PASSAGE PROVIDED:
-- -- --

(Bloomberg) -- The U.S. budget deficit widened by 16 percent to $607 billion three-quarters of the way through Donald Trump’s first full fiscal year as president, as spending accelerated faster than revenue.
The shortfall in the nine months through June was larger than the $523 billion gap in the same period of fiscal 2017, according to a report from the Treasury Department released Thursday. Revenue rose to $2.54 trillion in the period, up 1.3 percent from a year earlier. Spending rose 3.9 percent to $3.15 trillion.
Compared to the same period last year, spending on interest payments and the country’s three largest mandatory programs -- Social Security, Medicare and Medicaid -- increased, according to a Congressional Budget Office report released Monday. Due largely to disaster relief efforts, the Department of Homeland Security also boosted its spending by 51 percent to $18 billion, the report said.
In December, Trump signed into law about $1.5 trillion in tax cuts intended to boost economic growth, wages and investment, and he signed off on a $300 billion spending increase this year.
While the economy likely quickened in the second quarter from the first three months of the year, revenue in the April-June period totaled $1.04 trillion, up slightly from $1.03 trillion in the same period a year earlier.

-- -- --

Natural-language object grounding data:
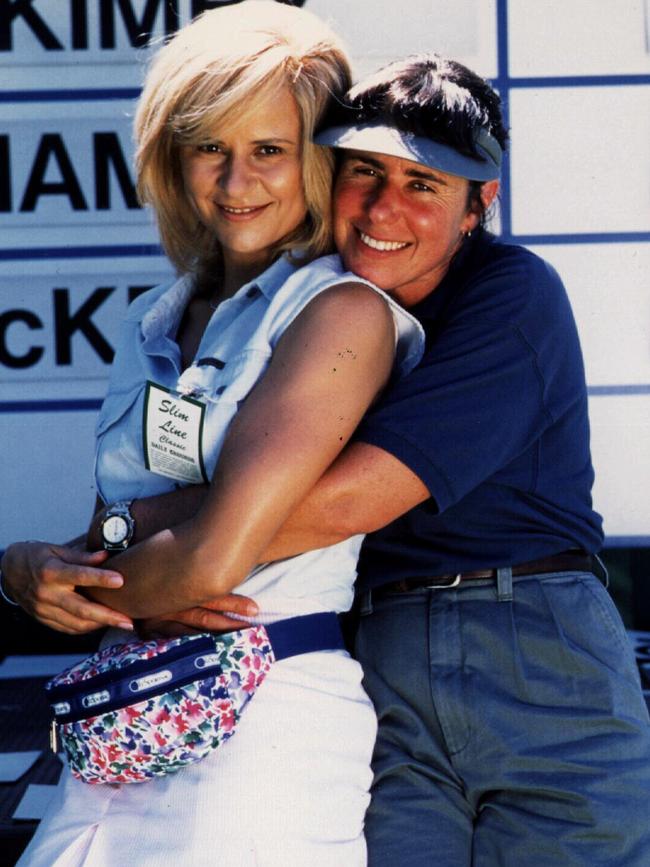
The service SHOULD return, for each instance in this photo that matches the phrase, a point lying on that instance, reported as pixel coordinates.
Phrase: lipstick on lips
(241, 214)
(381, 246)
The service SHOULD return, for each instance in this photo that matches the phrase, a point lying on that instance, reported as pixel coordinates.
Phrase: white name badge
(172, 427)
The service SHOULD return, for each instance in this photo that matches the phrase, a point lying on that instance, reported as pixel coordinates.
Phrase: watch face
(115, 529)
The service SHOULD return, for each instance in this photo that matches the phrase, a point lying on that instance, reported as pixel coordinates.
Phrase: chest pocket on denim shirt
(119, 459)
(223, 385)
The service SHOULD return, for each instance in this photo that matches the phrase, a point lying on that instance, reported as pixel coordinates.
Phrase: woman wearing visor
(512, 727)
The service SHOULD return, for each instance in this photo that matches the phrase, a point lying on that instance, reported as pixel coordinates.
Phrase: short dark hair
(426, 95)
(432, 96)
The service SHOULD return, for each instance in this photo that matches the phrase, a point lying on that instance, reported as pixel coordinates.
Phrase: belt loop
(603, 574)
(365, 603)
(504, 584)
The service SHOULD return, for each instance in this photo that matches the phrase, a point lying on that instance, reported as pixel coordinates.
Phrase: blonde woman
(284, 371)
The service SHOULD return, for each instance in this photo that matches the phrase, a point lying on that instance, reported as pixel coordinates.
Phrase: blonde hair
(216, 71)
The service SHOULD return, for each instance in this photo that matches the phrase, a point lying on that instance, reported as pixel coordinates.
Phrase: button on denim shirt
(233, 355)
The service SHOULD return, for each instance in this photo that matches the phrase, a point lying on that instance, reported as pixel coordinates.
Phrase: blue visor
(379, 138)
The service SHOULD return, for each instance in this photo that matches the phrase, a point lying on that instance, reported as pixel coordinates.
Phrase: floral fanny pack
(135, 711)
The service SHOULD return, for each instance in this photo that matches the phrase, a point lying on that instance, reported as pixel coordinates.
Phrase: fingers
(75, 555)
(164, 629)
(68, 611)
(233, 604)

-- -- --

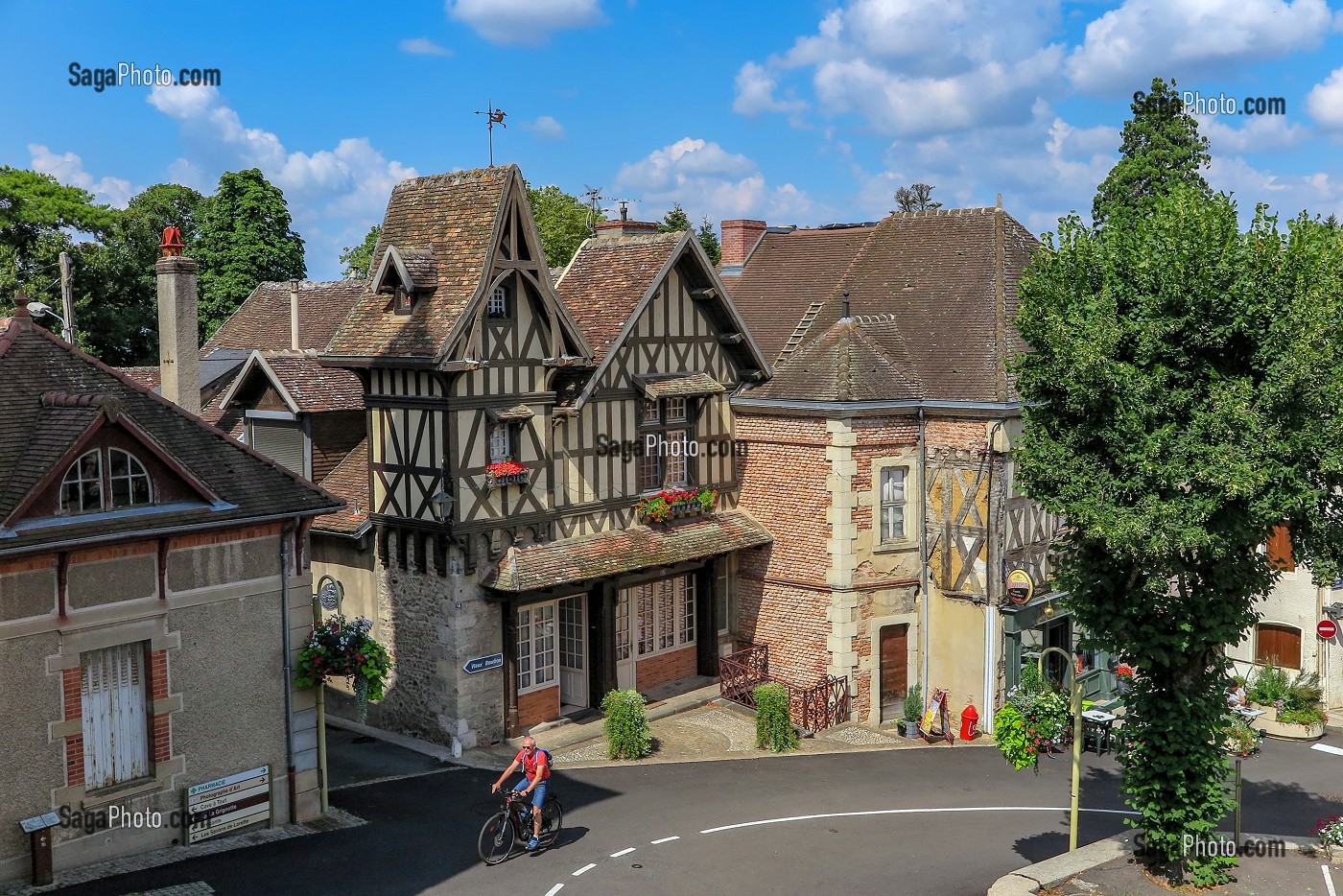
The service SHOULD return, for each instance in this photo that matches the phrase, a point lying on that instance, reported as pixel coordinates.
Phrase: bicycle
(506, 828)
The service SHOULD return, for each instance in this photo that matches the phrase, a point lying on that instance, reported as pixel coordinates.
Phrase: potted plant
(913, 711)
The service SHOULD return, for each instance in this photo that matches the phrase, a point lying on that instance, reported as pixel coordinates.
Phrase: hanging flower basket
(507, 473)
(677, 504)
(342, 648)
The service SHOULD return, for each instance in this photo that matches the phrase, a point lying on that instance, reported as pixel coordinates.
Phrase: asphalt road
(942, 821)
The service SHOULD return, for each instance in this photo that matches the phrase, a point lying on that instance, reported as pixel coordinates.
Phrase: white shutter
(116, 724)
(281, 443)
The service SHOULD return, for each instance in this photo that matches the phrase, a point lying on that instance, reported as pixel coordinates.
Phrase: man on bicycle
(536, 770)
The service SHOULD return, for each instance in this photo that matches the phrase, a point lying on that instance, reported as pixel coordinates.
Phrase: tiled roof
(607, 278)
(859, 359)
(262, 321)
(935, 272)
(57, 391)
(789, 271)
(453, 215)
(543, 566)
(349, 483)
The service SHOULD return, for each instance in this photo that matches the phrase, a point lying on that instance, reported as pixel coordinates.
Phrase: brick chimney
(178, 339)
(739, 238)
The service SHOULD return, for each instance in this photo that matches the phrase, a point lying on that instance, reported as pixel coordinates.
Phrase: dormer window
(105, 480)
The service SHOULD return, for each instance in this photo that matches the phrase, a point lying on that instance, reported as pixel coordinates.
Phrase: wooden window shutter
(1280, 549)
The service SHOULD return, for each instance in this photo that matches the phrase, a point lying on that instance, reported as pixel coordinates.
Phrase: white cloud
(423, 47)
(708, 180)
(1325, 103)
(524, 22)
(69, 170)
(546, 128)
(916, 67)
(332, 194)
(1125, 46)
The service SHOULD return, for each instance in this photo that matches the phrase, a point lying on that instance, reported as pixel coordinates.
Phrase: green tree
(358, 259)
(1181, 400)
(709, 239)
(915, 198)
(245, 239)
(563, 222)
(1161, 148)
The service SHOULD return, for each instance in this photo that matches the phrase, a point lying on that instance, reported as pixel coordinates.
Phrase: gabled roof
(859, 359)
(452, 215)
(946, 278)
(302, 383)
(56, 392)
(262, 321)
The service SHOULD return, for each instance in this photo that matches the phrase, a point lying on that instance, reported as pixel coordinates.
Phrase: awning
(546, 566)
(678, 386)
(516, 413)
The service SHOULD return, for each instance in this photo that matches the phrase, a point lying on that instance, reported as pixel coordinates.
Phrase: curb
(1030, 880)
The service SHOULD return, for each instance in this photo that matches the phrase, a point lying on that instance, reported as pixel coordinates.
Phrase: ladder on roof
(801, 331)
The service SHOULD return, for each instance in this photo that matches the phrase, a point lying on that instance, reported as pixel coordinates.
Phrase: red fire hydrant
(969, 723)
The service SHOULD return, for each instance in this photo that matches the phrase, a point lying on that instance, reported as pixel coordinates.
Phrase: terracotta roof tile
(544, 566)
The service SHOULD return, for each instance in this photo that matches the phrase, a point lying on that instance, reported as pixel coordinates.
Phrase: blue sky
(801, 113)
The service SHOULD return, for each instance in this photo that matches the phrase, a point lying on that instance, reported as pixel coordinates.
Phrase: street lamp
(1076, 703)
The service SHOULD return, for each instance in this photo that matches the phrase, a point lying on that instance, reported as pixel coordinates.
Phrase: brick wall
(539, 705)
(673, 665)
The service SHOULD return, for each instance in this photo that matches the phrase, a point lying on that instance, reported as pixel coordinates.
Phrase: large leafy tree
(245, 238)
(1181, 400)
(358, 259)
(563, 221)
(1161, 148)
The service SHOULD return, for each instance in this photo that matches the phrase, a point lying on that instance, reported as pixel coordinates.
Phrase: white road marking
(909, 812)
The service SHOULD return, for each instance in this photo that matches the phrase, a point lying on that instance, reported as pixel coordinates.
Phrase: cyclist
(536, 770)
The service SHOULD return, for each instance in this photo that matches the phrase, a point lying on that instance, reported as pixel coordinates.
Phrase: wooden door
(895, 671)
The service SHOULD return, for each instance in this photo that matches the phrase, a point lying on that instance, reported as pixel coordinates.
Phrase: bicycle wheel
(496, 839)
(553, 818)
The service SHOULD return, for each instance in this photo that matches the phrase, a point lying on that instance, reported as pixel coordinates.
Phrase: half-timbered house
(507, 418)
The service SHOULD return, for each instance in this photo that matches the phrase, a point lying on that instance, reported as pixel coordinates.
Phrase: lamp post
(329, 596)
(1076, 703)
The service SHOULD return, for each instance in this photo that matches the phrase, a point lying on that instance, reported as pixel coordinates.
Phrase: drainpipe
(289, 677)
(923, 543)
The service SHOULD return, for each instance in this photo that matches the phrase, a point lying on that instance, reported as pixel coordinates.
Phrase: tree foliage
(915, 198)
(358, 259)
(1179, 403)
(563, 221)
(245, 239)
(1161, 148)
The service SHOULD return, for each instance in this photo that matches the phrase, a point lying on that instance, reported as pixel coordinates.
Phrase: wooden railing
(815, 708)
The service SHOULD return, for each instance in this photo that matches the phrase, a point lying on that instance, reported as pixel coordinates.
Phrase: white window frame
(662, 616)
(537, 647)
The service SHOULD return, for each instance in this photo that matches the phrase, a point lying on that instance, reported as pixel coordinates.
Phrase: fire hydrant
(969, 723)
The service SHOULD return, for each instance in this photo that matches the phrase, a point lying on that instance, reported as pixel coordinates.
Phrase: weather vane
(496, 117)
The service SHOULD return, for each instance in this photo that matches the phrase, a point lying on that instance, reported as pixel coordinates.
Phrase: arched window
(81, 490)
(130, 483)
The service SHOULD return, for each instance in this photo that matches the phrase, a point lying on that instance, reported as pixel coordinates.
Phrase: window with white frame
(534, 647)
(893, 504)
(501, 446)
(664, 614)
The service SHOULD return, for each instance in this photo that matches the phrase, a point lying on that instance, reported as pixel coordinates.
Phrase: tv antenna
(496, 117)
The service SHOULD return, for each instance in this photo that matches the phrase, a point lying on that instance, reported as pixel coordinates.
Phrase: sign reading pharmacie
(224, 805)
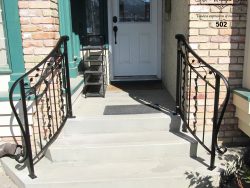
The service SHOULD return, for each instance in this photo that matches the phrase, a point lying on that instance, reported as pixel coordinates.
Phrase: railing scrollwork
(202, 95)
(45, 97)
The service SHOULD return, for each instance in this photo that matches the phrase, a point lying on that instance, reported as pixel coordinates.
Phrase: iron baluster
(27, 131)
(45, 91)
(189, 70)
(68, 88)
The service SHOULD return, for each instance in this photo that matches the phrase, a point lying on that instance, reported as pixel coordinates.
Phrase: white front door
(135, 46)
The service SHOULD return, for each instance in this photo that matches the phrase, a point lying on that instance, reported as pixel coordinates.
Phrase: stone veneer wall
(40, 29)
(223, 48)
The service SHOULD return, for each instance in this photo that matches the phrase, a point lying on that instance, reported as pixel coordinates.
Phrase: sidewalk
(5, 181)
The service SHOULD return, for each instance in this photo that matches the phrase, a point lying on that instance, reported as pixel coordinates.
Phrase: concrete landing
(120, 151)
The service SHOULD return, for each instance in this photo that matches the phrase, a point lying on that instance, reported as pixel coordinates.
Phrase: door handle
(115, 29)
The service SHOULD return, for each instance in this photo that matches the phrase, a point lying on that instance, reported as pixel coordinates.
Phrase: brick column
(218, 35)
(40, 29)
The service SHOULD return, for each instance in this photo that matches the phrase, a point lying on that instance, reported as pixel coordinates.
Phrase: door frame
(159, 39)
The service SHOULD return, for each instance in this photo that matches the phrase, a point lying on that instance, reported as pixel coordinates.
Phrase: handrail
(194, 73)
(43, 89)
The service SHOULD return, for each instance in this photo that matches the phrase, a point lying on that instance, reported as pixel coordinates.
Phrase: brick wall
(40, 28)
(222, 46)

-- -- --

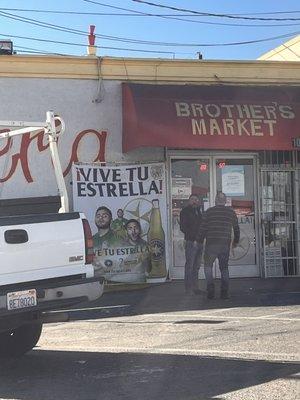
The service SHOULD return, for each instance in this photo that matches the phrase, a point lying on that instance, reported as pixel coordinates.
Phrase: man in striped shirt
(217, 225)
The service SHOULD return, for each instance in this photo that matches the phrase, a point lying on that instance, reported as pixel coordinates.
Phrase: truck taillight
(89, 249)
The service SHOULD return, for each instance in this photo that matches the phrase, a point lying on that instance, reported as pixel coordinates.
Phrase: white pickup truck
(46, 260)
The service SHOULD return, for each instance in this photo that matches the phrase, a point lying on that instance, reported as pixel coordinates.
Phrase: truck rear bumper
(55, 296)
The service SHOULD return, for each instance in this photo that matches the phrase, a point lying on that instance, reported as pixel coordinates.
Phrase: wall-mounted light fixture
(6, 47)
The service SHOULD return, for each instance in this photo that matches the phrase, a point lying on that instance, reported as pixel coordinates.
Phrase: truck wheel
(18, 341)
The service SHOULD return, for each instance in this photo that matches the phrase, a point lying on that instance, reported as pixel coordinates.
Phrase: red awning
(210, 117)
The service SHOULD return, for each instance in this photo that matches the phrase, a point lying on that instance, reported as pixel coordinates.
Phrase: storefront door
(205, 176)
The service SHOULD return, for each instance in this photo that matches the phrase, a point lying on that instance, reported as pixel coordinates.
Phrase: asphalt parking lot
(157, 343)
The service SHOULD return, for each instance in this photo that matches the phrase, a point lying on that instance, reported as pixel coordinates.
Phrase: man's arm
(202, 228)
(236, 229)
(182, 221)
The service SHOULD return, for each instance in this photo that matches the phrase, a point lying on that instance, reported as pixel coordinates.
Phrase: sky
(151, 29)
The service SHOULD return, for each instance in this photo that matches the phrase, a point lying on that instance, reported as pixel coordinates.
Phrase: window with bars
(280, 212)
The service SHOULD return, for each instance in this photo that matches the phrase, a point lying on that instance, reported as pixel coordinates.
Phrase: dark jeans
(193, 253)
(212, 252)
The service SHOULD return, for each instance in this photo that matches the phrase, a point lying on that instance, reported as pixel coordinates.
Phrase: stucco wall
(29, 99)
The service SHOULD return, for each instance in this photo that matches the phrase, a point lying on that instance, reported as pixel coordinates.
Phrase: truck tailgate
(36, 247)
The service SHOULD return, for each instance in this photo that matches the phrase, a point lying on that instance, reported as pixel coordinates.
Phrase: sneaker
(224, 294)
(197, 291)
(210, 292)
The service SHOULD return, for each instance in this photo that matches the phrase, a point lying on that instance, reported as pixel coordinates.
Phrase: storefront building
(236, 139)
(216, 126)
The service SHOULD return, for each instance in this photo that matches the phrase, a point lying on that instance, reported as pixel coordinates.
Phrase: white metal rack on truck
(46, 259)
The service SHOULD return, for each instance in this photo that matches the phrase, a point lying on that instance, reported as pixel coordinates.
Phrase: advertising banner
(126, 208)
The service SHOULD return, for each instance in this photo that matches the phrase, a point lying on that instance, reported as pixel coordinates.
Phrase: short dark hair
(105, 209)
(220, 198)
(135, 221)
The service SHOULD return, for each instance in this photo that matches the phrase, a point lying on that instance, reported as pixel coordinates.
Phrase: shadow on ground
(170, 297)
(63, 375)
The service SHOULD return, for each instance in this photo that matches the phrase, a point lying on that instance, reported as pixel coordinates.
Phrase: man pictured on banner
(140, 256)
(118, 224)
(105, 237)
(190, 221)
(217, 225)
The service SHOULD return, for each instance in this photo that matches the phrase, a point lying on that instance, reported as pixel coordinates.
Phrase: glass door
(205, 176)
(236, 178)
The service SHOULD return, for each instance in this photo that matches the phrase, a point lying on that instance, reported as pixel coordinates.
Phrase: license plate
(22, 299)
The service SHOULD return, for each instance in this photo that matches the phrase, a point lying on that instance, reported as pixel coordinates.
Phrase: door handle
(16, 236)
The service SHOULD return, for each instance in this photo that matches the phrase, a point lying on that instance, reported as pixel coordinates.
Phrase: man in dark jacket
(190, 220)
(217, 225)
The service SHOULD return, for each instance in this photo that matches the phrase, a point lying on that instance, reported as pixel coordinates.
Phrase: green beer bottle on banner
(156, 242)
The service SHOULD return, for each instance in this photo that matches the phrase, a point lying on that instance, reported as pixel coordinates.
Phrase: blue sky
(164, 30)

-- -- --

EXERCISE TASKS:
**a)** According to the article on the U.S. budget deficit, why did the Department of Homeland Security increase its spending, and by how much? Answer in one to three sentences.
**b)** In the article on the U.S. budget deficit, what was the total revenue for the nine months through June?
**c)** Pick up the article on the U.S. budget deficit after its final sentence and continue it.

ANSWERS TO THE PROBLEMS:
**a)** The Department of Homeland Security increased its spending largely because of disaster relief efforts. Its spending rose 51 percent to $18 billion.

**b)** Revenue totaled $2.54 trillion, up 1.3 percent from a year earlier.

**c)**
In addition to increased spending on social safety-net programs, the federal government faced rising payments for net interest on public debt, partly attributable to an uptick in inflation, the CBO said.
The budget gap narrowed last month to $74.9 billion, from a $90.2 billion deficit in June 2017, the report showed.
The June deficit figure was in line with expectations, Wells Fargo Securities LLC economists John Silvia and Michael Pugliese said in a note, adding their forecast remains unchanged that the fiscal year 2018 deficit will come in at $775 billion.
“The stimulus impact from the recent budget deal is starting to become evident,” Silvia and Pugliese wrote. “We expect the deal to add a few tenths of a percentage point to real GDP growth in 2018, with the impact fading by the second half of 2019.”